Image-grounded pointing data
********************
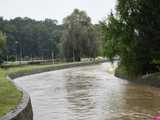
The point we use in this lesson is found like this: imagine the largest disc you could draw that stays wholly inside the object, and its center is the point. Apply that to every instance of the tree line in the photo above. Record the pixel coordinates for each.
(28, 39)
(133, 34)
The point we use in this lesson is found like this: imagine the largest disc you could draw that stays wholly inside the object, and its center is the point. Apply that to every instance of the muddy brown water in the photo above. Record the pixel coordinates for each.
(89, 93)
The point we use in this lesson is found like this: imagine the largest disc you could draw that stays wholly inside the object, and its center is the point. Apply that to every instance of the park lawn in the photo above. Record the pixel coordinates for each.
(10, 96)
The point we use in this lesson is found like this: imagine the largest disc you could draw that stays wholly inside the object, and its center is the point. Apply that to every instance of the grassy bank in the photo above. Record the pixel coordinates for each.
(9, 95)
(121, 72)
(150, 79)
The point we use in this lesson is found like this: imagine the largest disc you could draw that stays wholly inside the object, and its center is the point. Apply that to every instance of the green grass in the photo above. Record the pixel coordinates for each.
(10, 96)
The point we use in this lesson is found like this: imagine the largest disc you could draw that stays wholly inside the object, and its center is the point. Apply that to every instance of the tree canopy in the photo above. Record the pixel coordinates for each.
(132, 33)
(79, 36)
********************
Directions:
What should come out is the exact run of lines from the one holding "of the muddy" through the end of the records above, and nothing besides.

Written answer:
The point we use in this lesson is found like this: imagine the largest disc you could draw that stays wholly inside the object, and its center is the point. Apply that to every instance of the muddy brown water in the photo above. Record the pixel coordinates for each.
(89, 93)
The point we use in this lesson is found like this: imagine the largest disc you could draw that stays wholly inside the object, and its center is the point. Apply that to every instance of the park lawn in the photo above. Record the pixel coordinates for each.
(10, 96)
The point we use in this lesson is found like this: imagine the largest disc you could draw that stays wholly inside the object, and its center is the point. Apply that to every instance of the grassy bank in the photo above. Record the pixel coordinates for each.
(9, 95)
(121, 72)
(150, 79)
The point we use in this lesson is found like this: imagine the largest disc you could draw that stays wholly inside the object, and its center is the point. Apply that to every instance of the green grass in the photo above. Record the pixel coordinates for each.
(10, 96)
The point we use in this lesson is found like this: imagine the largest disc you could draw that stays wholly inside the object, and its center is the point. Apply that to every instance of the tree canopy in the photo above. Record the pixel coordinates for each.
(132, 33)
(79, 36)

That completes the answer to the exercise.